--- SELECTED EXTRACT Enclosed Below ---
This is what's going to happen. Schlissel clearly doesn't know much about Big Time Athletics and is settling in for a long education period that culminates in an athletic director hire that he can be comfortable with, and we can be comfortable with. This was overlooked in the whole SACUA hubbub, but there is no way this:
“That’s why I’m taking a bit of time with the search for Dave’s successor,” Schlissel said. “Some folks wanted me to hire an athletic director (earlier) so he could fire the current football coach and hire the next coach but I want to take the time to make sure we get someone who is not only technically adept, but can ensure that the program has financial and academic integrity, and also someone who shares the value system of realizing our mission.
… “I’ve really learned that this whole athletic sphere and the usual way you approach things just doesn’t work. It’s just a crazed or irrational approach that the world and the media takes to athletics decisions.
“It’s a time sink,” he added.
Schlissel said he hasn’t formally looked for anyone to permanently fill the athletic director position.
--- End of Enclosed SELECTED EXTRACT ---
--- DATA RECORDS Enclosed Below ---
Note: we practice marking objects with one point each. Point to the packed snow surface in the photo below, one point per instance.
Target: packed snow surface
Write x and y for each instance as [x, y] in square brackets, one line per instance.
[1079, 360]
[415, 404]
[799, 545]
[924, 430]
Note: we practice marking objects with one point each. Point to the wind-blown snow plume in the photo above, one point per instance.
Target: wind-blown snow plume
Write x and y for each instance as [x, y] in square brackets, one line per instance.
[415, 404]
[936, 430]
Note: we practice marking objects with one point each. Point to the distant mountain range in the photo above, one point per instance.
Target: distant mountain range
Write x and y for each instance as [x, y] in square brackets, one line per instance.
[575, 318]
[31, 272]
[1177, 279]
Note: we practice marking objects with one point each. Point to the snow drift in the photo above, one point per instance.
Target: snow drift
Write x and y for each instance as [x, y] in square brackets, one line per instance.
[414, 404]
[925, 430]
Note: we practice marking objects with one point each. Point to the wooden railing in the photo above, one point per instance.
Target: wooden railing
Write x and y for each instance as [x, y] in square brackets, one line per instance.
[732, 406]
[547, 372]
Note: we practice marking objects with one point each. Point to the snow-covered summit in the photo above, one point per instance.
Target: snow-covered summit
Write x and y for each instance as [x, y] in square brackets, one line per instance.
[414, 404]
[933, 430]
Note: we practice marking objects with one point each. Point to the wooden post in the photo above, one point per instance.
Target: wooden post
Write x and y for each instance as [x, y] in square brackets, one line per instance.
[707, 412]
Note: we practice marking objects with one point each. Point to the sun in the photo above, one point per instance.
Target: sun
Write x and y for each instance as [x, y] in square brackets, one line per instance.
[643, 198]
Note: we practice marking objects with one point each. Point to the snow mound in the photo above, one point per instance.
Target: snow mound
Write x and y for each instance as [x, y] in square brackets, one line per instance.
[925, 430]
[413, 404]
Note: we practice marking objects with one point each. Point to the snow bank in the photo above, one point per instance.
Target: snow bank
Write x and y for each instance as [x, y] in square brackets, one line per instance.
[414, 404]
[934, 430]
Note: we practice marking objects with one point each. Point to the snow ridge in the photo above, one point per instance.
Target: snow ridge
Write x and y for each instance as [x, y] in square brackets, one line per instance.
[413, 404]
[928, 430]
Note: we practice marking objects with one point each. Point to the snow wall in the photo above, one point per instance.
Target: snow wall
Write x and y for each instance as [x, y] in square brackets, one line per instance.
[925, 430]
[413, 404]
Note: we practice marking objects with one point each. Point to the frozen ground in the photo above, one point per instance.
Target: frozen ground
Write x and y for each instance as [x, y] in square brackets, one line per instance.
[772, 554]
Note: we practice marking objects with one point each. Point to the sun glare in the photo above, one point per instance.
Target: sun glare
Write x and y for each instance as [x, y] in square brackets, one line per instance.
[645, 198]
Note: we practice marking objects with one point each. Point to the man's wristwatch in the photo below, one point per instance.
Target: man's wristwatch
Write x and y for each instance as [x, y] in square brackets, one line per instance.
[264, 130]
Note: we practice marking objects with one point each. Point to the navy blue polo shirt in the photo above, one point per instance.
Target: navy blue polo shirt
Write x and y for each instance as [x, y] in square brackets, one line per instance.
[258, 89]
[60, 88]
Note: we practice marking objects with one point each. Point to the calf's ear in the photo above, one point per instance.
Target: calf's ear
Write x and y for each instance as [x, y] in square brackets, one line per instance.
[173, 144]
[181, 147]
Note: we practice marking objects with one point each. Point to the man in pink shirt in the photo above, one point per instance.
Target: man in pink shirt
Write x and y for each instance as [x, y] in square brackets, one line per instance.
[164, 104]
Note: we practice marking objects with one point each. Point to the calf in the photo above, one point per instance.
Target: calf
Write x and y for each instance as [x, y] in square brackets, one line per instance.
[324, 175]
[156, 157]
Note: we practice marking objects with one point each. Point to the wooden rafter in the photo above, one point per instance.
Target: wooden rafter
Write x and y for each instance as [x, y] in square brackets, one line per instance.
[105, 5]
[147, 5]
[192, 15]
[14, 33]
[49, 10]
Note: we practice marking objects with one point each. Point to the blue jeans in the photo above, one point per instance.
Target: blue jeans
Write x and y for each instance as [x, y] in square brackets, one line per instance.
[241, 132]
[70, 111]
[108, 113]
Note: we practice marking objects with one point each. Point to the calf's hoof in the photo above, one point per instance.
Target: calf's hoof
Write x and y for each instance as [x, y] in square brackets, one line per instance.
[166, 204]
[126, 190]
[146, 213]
--- End of Enclosed DATA RECORDS ---
● WHAT THE TASK ASKS: Print the passage on the athletic director search from "This is what's" up to and including "realizing our mission.". Rely on the passage on the athletic director search and nothing else.

● EXPECTED OUTPUT:
This is what's going to happen. Schlissel clearly doesn't know much about Big Time Athletics and is settling in for a long education period that culminates in an athletic director hire that he can be comfortable with, and we can be comfortable with. This was overlooked in the whole SACUA hubbub, but there is no way this:
“That’s why I’m taking a bit of time with the search for Dave’s successor,” Schlissel said. “Some folks wanted me to hire an athletic director (earlier) so he could fire the current football coach and hire the next coach but I want to take the time to make sure we get someone who is not only technically adept, but can ensure that the program has financial and academic integrity, and also someone who shares the value system of realizing our mission.